▶ _Exercise brief_: Copy out the listing below, putting "occurrence" in place of every "instance" and keeping everything else the same.

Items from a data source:
════════

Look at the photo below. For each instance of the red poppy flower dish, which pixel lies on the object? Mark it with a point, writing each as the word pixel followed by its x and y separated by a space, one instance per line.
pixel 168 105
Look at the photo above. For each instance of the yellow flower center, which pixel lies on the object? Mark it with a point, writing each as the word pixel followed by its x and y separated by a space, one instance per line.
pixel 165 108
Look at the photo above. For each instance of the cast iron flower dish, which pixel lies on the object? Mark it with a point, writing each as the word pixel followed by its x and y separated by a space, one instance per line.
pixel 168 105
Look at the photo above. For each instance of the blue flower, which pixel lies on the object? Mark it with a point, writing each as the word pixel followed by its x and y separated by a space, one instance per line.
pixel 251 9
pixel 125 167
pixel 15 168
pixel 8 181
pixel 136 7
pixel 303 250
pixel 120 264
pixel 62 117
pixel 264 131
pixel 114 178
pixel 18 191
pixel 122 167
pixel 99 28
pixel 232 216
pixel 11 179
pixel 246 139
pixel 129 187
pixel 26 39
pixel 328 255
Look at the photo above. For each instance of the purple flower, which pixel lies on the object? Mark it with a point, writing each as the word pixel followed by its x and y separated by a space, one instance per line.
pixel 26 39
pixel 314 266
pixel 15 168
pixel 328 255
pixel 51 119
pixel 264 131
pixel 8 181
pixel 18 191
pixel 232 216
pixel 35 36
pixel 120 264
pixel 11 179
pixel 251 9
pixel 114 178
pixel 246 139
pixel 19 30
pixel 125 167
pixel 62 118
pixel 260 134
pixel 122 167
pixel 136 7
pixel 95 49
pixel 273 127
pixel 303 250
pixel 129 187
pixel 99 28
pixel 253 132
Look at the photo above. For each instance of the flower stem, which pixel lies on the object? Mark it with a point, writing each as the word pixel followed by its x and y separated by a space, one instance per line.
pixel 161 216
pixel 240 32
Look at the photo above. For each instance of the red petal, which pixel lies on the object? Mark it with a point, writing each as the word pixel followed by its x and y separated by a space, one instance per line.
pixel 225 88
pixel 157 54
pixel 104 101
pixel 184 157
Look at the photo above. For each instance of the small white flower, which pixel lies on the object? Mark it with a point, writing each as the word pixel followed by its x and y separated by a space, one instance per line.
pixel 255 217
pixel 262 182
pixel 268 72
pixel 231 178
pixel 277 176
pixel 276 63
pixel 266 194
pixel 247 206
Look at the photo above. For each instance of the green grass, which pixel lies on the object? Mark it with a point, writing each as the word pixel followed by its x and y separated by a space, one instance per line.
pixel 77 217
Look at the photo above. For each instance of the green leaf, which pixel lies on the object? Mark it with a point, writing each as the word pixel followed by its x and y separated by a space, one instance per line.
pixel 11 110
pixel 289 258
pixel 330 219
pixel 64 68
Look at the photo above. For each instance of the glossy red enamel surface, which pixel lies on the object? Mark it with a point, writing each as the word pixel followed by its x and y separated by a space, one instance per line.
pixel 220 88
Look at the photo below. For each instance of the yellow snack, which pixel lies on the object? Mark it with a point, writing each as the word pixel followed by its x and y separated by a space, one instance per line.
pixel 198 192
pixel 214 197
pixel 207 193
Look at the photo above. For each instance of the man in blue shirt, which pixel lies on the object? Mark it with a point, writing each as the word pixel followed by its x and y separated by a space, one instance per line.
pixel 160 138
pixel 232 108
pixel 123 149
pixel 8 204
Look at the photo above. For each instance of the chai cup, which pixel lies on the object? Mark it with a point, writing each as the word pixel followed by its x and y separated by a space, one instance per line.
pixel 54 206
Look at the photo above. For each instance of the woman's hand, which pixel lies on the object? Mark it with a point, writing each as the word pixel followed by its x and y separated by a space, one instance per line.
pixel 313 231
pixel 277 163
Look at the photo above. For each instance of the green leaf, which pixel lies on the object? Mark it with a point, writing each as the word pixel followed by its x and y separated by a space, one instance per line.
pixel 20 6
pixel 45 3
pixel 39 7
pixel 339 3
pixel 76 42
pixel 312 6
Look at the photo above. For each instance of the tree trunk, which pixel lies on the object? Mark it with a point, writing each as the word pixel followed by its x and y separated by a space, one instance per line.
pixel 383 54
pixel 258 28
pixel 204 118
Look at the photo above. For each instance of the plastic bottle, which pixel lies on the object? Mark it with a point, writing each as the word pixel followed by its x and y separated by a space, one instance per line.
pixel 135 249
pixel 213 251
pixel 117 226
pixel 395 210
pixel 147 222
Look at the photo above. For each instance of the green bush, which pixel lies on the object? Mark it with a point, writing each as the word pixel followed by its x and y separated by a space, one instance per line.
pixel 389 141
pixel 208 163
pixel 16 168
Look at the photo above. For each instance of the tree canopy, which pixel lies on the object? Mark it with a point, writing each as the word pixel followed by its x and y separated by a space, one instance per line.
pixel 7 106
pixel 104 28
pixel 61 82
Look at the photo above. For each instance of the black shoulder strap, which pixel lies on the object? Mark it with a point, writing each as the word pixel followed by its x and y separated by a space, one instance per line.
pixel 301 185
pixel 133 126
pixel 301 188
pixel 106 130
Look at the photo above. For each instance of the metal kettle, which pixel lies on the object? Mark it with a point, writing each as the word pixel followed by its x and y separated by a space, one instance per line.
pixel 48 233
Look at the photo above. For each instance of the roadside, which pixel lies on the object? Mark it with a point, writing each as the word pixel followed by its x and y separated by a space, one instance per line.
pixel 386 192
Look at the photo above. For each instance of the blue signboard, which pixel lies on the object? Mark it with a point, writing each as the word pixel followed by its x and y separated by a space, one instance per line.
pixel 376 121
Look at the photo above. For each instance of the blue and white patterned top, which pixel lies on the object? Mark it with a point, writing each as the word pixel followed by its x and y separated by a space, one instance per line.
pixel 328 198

════════

▶ _Solution to this task_:
Look at the photo below. For each occurrence of the red poppy flower dish, which pixel lies on the object? Mark it with a point, writing each as the word pixel followed by its x and y separated by a space, one occurrence per line.
pixel 168 105
Look at the photo above. For each occurrence of the yellow flower center, which pixel lies on the object? Mark it with a point, writing each as the word pixel followed by its x and y separated by a space, one occurrence per line.
pixel 165 108
Look at the photo above. For each occurrence of the cast iron flower dish, which pixel lies on the object? Mark it with a point, writing each as the word pixel followed by its x and y separated by a space, one occurrence per line.
pixel 168 105
Look at the photo above. For each occurrence of the blue flower, which pixel lies on the object? Mark it with a point, writing each as the word pixel followed by its x and y separated by a space, one occurrence per line.
pixel 251 9
pixel 125 167
pixel 15 168
pixel 8 181
pixel 136 7
pixel 303 250
pixel 120 264
pixel 62 117
pixel 264 131
pixel 114 178
pixel 18 191
pixel 122 167
pixel 99 28
pixel 232 216
pixel 11 179
pixel 246 139
pixel 129 187
pixel 26 39
pixel 328 255
Look at the photo above. For each occurrence of the purple flower, which pixel lies on the object? Mark it with a point, writing each as the word pixel followed by its x and y separated by a space, one occurrence per line.
pixel 26 39
pixel 314 266
pixel 15 168
pixel 328 255
pixel 51 119
pixel 264 131
pixel 8 181
pixel 18 191
pixel 232 216
pixel 35 36
pixel 120 264
pixel 11 179
pixel 251 9
pixel 114 178
pixel 246 139
pixel 19 30
pixel 125 167
pixel 62 118
pixel 260 134
pixel 122 167
pixel 136 7
pixel 95 49
pixel 273 127
pixel 303 250
pixel 129 187
pixel 99 28
pixel 253 132
Look at the photo above. For each occurrence of the flower stem, which pixel lies on the object? Mark it with a point, writing each as the word pixel followed by its x and y separated by a space, one occurrence per line.
pixel 161 216
pixel 240 32
Look at the photo above. For each occurrence of the red petal, which pixel lies on the object? Mark it with a point, writing each as the word pixel followed by its x and y separated by a space, one occurrence per line.
pixel 225 88
pixel 157 54
pixel 104 101
pixel 184 157
Look at the photo above. For each occurrence of the small white flower, which pixel lies on the object? Mark it with a point, writing each as the word pixel followed by its x and y separated by a space, one occurrence per line.
pixel 255 217
pixel 262 182
pixel 268 72
pixel 231 178
pixel 277 176
pixel 276 63
pixel 266 194
pixel 247 206
Look at the photo above. For each occurrence of the green grass, which pixel lies on the object? Mark it with a point, writing each as the word pixel followed by its x and y separated by a space, one occurrence per line.
pixel 77 217
Look at the photo above. For each occurrence of the green leaf, which pixel lies on the object? Mark it with a point, writing each as the word pixel followed by its x and y separated by a space, one occurrence per line.
pixel 11 110
pixel 289 258
pixel 330 219
pixel 64 68
Look at the photo above. For each occurrence of the glossy red enamel surface, which pixel lies on the object? Mark it with a point, writing each as the word pixel followed by its x and y separated by a space, one occurrence per line.
pixel 220 88
Look at the photo below. For each occurrence of the yellow snack, which pixel lies on the object? Mark it with a point, writing each as the word pixel followed by its x and y separated by a space, one occurrence per line.
pixel 198 192
pixel 214 197
pixel 207 193
Look at the photo above. For each occurrence of the man in blue shirt, which pixel lies on the object? Mark it with a point, writing each as the word pixel followed by its x and y separated by a space, one occurrence per line.
pixel 160 138
pixel 232 108
pixel 123 149
pixel 8 204
Look at the photo above. For each occurrence of the chai cup, which pixel lies on the object? Mark it with a point, writing each as the word pixel followed by its x and y separated by a space, one occurrence per line.
pixel 54 206
Look at the photo above. For each occurrence of the woman's hand, which pixel lies on the object? Mark it with a point, writing each as the word pixel followed by its x and y separated by a space, one occurrence per line.
pixel 313 231
pixel 277 163
Look at the photo above. For each occurrence of the green leaf, which pixel lies on the object? Mark it with a point, writing each as the word pixel followed by its x and y separated by a space, one occurrence per line.
pixel 20 6
pixel 45 3
pixel 39 7
pixel 339 3
pixel 76 42
pixel 312 6
Look at the photo above. For each occurrence of the tree trunk, which pixel lies on the object? Mark it with a point, writing each as the word pixel followed by its x and y separated by a space, one occurrence per line.
pixel 383 54
pixel 258 28
pixel 204 118
Look at the photo above. For each occurrence of the plastic bottle, which pixel lies on the object? Mark it with a point, writing each as the word pixel followed by its x and y separated by a space, one occurrence per line.
pixel 135 249
pixel 213 251
pixel 117 226
pixel 395 210
pixel 147 222
Look at the photo above. For each occurrence of the green bush, which pixel lies on the object? Mark it with a point, writing each as the word pixel followed by its x and y separated by a space, one occurrence per line.
pixel 389 141
pixel 208 163
pixel 16 168
Look at the photo above. For each occurrence of the tree canopy, which pixel lies on the object? Mark it with a point, writing each as the word pixel followed by its x and y separated by a space, one occurrence per line.
pixel 7 106
pixel 104 28
pixel 61 82
Look at the photo above. For each occurrence of the black shoulder strap, which pixel lies on the object? Mark it with a point, writing each as the word pixel followed by its x and y separated by a space, one occurrence per line.
pixel 301 185
pixel 133 126
pixel 301 188
pixel 106 130
Look at the photo above. For each occurrence of the metal kettle, which pixel lies on the object? Mark it with a point, writing each as the word pixel followed by its x and y separated by a space, one occurrence per line.
pixel 48 233
Look at the photo above. For each occurrence of the roadside, which pixel lies on the object? Mark it with a point, writing each as the word pixel followed by its x and y separated by a space, one occurrence per line.
pixel 386 192
Look at the photo above. For each occurrence of the blue signboard, which pixel lies on the object? Mark it with a point, writing each as the word pixel followed by its x and y separated by a space, one occurrence per line.
pixel 376 121
Look at the photo above. For each occurrence of the blue and white patterned top, which pixel lies on the object? Mark it with a point, writing each as the word pixel followed by its x and y separated by a space, one occurrence per line.
pixel 328 198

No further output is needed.